▶ [PROBLEMA PLANTEADO 1]
Responde a partir del texto sobre Leonard Cohen:
(a) ¿En qué ciudad nació Leonard Cohen?
(b) ¿De qué dos personas dice el texto que Cohen es hoy un trasunto?
(c) ¿Qué rumor llega a quien escribe cuando Cohen canta?
▶ [PROBLEMA PLANTEADO 2]
Copia sin cambios, del texto sobre Leonard Cohen, el tramo que va desde "Leonard Norman Cohen" hasta "y te duerme.".

▶ [TEXTO PROPORCIONADO]
((
Leonard Norman Cohen
(Montreal, 21 de septiembre de 1934, Virgo) es hoy un trasunto de Joaquín
Sabina y Dustin Hoffman con sombrero de gángster. Leonard Cohen es un anciano
gemebundo, un bello estragado por la edad, un judío canadiense y un trovador de
voz anginosa. Pero sobre todo, Leonard Cohen es un coñazo, un esqueleto trajeado
que alberga a duras penas la soberana pesantez de la voz monótona de su alma. Sus
admiradores la denominarán cadenciosa, pero a mí me falta inglés para
admirarle, así que cuando canta solo me llega algo así como el rumor de un trasatlántico,
ese que te aletarga, te acuna y te duerme.
))
[Entradas de etiquetado de posición de objetos]
((
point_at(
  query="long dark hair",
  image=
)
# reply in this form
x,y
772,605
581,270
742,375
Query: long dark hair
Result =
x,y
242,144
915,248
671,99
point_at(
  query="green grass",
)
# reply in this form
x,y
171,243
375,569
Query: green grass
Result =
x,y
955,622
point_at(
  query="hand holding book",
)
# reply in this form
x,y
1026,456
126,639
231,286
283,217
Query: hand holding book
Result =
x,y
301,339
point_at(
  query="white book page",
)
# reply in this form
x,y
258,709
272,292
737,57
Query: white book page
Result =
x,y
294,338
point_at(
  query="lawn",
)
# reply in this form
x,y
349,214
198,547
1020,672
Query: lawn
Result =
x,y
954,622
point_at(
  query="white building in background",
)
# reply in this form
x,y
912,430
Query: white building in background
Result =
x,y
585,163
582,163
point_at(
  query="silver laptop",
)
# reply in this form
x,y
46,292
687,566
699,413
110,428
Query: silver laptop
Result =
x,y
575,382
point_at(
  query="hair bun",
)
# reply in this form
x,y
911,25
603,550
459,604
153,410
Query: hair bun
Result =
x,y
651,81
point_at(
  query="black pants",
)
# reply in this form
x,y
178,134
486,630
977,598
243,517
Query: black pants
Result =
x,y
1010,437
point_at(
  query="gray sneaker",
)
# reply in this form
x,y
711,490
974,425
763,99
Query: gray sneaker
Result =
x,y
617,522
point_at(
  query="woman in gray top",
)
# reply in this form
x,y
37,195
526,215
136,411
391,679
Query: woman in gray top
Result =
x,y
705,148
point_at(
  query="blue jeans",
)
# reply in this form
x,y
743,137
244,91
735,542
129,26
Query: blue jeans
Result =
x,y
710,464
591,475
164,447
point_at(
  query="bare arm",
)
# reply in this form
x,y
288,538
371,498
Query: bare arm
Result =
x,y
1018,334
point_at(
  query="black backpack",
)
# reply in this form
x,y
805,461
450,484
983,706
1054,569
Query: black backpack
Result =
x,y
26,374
))
▶ [RESPUESTA DESARROLLADA 1]
(a) En Montreal.
(b) De Joaquín Sabina y Dustin Hoffman.
(c) Algo así como el rumor de un trasatlántico.

▶ [RESPUESTA DESARROLLADA 2]
Leonard Norman Cohen
(Montreal, 21 de septiembre de 1934, Virgo) es hoy un trasunto de Joaquín
Sabina y Dustin Hoffman con sombrero de gángster. Leonard Cohen es un anciano
gemebundo, un bello estragado por la edad, un judío canadiense y un trovador de
voz anginosa. Pero sobre todo, Leonard Cohen es un coñazo, un esqueleto trajeado
que alberga a duras penas la soberana pesantez de la voz monótona de su alma. Sus
admiradores la denominarán cadenciosa, pero a mí me falta inglés para
admirarle, así que cuando canta solo me llega algo así como el rumor de un trasatlántico,
ese que te aletarga, te acuna y te duerme.